Anonyme, Friday, March 28, 2008 - 09:17

Marie-Michelle Poisson

En septembre 2008 il y aura objectivement plus de religion à l’école qu’il n’y en avait en 2000 au moment de l’adoption du projet de loi 118 abrogeant le statut confessionnel des écoles publiques du Québec.

"Plus de religion" c’est d’abord du temps d’enseignement consacré à une nouvelle discipline nommée « enseignement culturel des religions » qui couvrira l’ensemble du primaire et du secondaire. Cette discipline exposera tous les élèves à un éventail plus large de dénominations religieuses dont une prépondérance prescrite accordée au christianisme. Dans l’ancien régime d’option, uniquement les élèves dont les parents avaient choisi l’enseignement religieux n’étaient exposés qu’à une seule confession.

# CONSIGNE
Selon le texte, comment s'appelle la nouvelle discipline qui couvrira l'ensemble du primaire et du secondaire ?

# JEU D'ENREGISTREMENTS
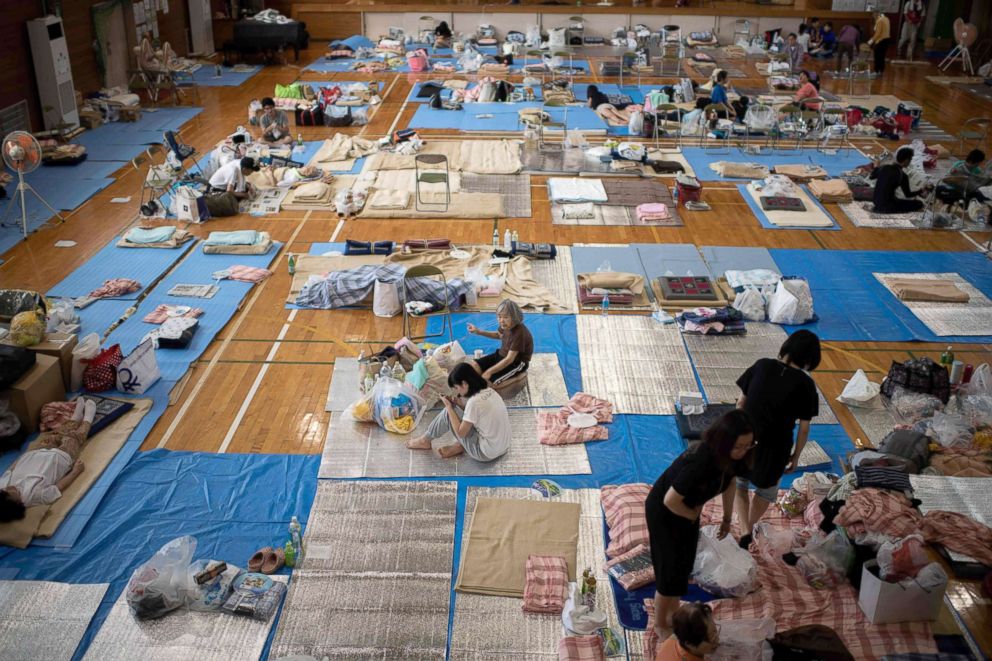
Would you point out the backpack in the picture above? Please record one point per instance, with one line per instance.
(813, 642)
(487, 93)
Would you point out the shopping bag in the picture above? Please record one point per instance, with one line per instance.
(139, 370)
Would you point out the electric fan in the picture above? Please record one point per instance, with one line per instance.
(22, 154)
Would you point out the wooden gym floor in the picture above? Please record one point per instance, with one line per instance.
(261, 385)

# RÉSULTAT FINAL
L'« enseignement culturel des religions ».